### Stated task
Render the part of the rows that opens with the line containing "[spot] the curved" and runs through the end of the rows as a Markdown table. Use the columns Num and Line, number each line, and leave out blank lines.
--- start Provided information ---
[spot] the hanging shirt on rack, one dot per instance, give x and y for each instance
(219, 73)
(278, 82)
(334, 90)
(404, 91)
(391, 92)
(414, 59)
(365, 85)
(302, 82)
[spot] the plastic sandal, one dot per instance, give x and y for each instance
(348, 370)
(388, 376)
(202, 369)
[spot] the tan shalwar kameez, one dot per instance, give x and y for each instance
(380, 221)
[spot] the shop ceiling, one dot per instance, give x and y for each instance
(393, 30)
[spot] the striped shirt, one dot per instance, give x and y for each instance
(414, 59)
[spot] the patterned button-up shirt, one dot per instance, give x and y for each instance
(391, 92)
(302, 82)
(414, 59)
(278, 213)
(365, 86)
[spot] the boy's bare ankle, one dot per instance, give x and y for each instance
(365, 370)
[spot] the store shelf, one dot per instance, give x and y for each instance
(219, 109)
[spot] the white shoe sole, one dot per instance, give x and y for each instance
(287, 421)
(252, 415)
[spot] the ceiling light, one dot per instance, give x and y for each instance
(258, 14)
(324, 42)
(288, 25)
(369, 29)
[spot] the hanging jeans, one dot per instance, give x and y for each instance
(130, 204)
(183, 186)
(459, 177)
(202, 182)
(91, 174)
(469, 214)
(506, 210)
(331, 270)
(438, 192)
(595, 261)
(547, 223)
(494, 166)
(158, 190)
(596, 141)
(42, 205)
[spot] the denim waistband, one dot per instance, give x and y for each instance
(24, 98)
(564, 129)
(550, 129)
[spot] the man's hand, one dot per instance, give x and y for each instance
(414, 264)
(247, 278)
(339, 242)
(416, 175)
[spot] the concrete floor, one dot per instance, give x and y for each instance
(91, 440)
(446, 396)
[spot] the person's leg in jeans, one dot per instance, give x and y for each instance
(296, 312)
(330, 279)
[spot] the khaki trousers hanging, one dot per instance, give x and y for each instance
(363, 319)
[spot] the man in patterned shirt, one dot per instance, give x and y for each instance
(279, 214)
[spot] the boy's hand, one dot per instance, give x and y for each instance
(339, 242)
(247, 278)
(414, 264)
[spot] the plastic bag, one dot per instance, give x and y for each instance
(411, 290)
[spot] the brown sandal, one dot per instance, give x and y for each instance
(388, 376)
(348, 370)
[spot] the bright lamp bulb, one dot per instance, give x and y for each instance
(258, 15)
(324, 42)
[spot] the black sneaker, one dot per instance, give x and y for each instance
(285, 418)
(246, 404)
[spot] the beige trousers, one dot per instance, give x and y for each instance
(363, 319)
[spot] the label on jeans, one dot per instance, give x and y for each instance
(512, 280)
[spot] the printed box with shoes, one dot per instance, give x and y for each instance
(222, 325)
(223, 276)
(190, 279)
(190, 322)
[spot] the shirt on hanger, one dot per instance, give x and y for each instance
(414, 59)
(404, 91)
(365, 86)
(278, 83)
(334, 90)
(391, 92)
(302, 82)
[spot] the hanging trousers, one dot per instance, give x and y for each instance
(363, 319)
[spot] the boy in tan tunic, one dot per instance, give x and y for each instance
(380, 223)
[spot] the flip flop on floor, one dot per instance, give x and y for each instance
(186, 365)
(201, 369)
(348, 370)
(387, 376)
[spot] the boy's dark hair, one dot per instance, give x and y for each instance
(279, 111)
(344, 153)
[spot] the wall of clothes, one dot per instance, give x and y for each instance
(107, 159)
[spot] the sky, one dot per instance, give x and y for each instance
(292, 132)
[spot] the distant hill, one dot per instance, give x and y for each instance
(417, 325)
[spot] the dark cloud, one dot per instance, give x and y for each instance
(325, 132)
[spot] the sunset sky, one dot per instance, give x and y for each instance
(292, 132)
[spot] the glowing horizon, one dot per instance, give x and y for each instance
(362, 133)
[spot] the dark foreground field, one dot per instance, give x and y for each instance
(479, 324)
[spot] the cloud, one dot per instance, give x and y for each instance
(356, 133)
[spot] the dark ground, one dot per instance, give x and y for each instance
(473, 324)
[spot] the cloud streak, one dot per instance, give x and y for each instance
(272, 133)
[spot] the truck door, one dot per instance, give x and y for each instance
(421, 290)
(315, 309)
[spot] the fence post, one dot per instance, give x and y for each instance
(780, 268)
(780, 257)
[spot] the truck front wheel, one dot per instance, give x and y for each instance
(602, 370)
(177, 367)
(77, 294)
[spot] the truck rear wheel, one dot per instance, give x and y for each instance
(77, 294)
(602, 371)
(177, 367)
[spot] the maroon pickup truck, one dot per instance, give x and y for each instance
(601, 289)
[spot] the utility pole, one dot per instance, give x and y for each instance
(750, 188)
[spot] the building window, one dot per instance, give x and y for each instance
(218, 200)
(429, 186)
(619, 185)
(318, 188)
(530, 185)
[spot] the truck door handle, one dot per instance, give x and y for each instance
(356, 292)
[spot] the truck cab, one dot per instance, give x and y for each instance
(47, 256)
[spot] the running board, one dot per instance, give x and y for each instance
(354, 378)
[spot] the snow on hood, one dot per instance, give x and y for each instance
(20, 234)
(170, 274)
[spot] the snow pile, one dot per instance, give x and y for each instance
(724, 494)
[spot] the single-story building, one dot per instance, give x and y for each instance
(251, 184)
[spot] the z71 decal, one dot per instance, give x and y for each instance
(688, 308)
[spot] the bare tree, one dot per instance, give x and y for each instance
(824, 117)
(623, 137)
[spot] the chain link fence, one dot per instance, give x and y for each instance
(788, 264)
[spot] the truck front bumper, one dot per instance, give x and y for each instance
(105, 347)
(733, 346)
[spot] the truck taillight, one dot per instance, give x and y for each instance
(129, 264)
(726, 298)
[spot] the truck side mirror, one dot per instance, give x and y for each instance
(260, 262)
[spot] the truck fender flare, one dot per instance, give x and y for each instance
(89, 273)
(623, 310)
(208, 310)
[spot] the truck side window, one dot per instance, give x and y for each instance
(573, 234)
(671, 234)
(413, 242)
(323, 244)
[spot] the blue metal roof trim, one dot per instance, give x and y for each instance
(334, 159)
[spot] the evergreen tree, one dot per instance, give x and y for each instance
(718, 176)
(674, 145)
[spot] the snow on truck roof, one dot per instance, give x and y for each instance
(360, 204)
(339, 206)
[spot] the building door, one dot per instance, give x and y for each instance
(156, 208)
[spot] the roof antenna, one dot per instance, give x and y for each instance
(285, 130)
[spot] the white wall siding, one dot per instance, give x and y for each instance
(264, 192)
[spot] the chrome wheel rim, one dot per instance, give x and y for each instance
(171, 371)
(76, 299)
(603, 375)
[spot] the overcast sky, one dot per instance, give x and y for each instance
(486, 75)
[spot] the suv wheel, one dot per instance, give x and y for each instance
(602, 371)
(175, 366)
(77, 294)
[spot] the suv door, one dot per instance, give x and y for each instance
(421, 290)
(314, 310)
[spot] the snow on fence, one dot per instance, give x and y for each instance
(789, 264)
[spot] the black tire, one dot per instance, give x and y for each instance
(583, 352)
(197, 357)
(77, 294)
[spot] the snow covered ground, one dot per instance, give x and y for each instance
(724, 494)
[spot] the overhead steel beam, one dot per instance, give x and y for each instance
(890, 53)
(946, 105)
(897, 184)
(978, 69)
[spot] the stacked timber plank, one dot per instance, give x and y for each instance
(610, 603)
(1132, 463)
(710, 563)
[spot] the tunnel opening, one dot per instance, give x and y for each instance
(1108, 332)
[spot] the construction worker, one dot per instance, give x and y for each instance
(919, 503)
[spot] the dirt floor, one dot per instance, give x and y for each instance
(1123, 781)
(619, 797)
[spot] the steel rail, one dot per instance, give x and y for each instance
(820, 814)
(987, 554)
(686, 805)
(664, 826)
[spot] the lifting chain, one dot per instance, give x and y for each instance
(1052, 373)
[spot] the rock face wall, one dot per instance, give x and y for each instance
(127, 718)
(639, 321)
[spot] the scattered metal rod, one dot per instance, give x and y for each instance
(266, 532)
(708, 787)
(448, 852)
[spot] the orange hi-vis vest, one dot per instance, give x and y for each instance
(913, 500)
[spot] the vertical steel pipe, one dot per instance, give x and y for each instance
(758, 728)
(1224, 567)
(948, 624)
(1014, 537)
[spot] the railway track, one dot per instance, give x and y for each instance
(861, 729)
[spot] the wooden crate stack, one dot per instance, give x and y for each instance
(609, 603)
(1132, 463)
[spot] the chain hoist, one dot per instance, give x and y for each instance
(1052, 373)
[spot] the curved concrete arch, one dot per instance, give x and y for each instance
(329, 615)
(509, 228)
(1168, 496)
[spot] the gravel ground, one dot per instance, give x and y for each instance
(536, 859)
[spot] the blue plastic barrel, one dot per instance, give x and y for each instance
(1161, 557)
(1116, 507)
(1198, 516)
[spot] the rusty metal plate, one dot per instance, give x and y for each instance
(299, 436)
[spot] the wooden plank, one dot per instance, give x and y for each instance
--- end Provided information ---
### Task result
| Num | Line |
|---|---|
| 1 | [spot] the curved concrete arch, one dot per instance, give x and y for each instance |
| 2 | (329, 615) |
| 3 | (509, 228) |
| 4 | (1168, 496) |
| 5 | [spot] the gravel ground, one dot per instance, give x and y for each instance |
| 6 | (536, 859) |
| 7 | [spot] the blue plastic barrel, one dot per instance, give x and y for each instance |
| 8 | (1161, 557) |
| 9 | (1116, 507) |
| 10 | (1198, 516) |
| 11 | [spot] the rusty metal plate, one dot per instance, give x and y for each instance |
| 12 | (299, 436) |
| 13 | [spot] the wooden plank, one dot per instance, give x and y for each instance |